Exercise aim ▸ Match the word "params". Return each line of the data below where it appears.

Exercise material ▸

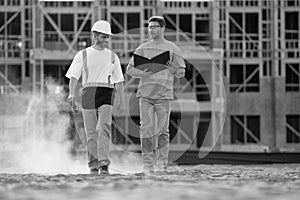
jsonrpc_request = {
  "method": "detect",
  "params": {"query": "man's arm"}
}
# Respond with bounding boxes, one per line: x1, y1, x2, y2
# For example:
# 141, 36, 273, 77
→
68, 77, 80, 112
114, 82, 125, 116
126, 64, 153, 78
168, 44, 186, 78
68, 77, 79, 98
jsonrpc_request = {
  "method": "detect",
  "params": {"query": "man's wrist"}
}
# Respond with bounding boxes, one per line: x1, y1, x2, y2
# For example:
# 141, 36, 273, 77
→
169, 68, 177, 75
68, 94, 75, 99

* * *

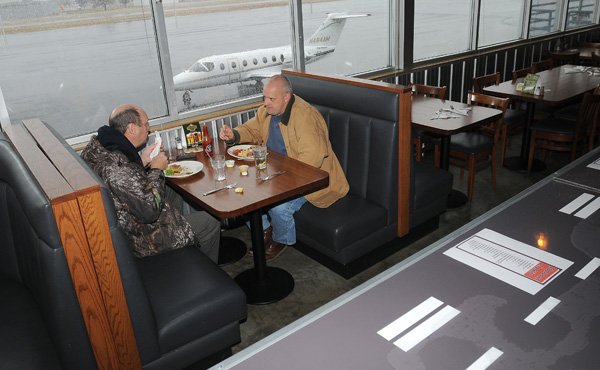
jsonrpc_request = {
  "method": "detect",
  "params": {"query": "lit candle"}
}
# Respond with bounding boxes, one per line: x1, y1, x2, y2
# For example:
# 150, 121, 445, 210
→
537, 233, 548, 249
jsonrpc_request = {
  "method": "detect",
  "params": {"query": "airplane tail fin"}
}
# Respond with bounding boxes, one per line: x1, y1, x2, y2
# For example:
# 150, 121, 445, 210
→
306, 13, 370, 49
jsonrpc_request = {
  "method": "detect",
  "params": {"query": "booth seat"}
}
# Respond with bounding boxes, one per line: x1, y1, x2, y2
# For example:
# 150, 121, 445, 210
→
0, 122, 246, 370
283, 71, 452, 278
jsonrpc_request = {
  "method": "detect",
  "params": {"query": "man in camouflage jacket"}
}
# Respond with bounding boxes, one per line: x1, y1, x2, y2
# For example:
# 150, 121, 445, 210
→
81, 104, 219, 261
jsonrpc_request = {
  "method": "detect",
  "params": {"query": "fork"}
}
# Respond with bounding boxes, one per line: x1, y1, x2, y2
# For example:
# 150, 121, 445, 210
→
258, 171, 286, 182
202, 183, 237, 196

Reply ▸
  "params": {"query": "man's arm"}
  "params": {"query": "man's wrist"}
  "params": {"query": "lit candle"}
  "params": {"query": "airplane tail fin"}
  "params": {"query": "booth seat"}
  "params": {"query": "man in camouflage jacket"}
  "params": {"query": "fork"}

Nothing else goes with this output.